Diberdayakan oleh Blogger.
Home » » Ustadz-Ustadz Yang Saya Cintai Serta Perihal Jenis Kelamin Pancasila

Ustadz-Ustadz Yang Saya Cintai Serta Perihal Jenis Kelamin Pancasila

Hati saya sungguh gembira dan bersyukur kepada Tuhan Yang Maha Esa. Setelah Ustadz Felix yang berfatwa bahwa membela nasionalisme itu tidak penting, lalu Ustadz Abu Jibril yang mengatakan semua orang yang membela Pancasila akan binasa, maka sekarang bertambahlah satu lagi sosok Ustadz yang masuk dalam daftar para ustadz yang wajib saya cintai sepenuh hati. Dialah Ustadz Shiddiq Al-Jawi yang kemarin hari berfatwa tentang haramnya menghormat pada bendera Merah Putih.
https://upload.wikimedia.org/wikipedia/en/e/e2/Garuda_Pancasila,_Coat_Arms_of_Indonesia.jpg


Anda semua tidak perlu bertanya lagi perihal kadar cinta saya pada mereka. Meminjam bahasanya Bang Haji Rhoma Irama, "Tiada ibarat sebagai ungkapan" untuk melukiskan seberapa besar dan dalamnya rasa cinta saya kepada tiga manusia itu, yang dikirim langsung oleh Tuhan untuk mengingatkan saya terutama.

| Kerjakan Ini |
Tulis ulang bagian kutipan teks yang diawali kata-kata "Hati saya sungguh" dan diakhiri "mengingatkan saya terutama.", lalu ganti "nasionalisme" dengan "kebangsaan". Baris-baris data berikut merupakan bahan tersendiri yang terpisah dari kutipan teks.

| Baris Data |
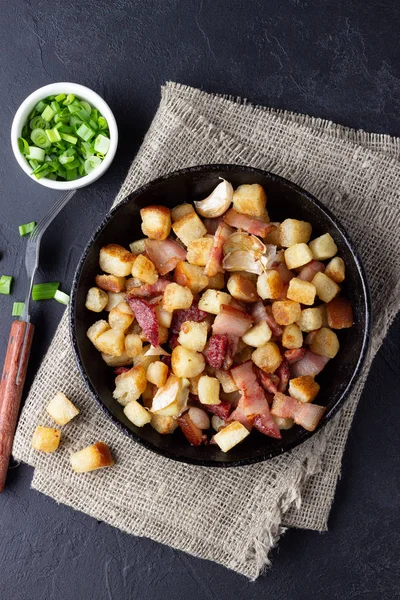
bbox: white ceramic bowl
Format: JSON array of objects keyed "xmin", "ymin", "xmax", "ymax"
[{"xmin": 11, "ymin": 82, "xmax": 118, "ymax": 190}]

| Jawaban yang Diharapkan |
Hati saya sungguh gembira dan bersyukur kepada Tuhan Yang Maha Esa. Setelah Ustadz Felix yang berfatwa bahwa membela kebangsaan itu tidak penting, lalu Ustadz Abu Jibril yang mengatakan semua orang yang membela Pancasila akan binasa, maka sekarang bertambahlah satu lagi sosok Ustadz yang masuk dalam daftar para ustadz yang wajib saya cintai sepenuh hati. Dialah Ustadz Shiddiq Al-Jawi yang kemarin hari berfatwa tentang haramnya menghormat pada bendera Merah Putih.
https://upload.wikimedia.org/wikipedia/en/e/e2/Garuda_Pancasila,_Coat_Arms_of_Indonesia.jpg


Anda semua tidak perlu bertanya lagi perihal kadar cinta saya pada mereka. Meminjam bahasanya Bang Haji Rhoma Irama, "Tiada ibarat sebagai ungkapan" untuk melukiskan seberapa besar dan dalamnya rasa cinta saya kepada tiga manusia itu, yang dikirim langsung oleh Tuhan untuk mengingatkan saya terutama.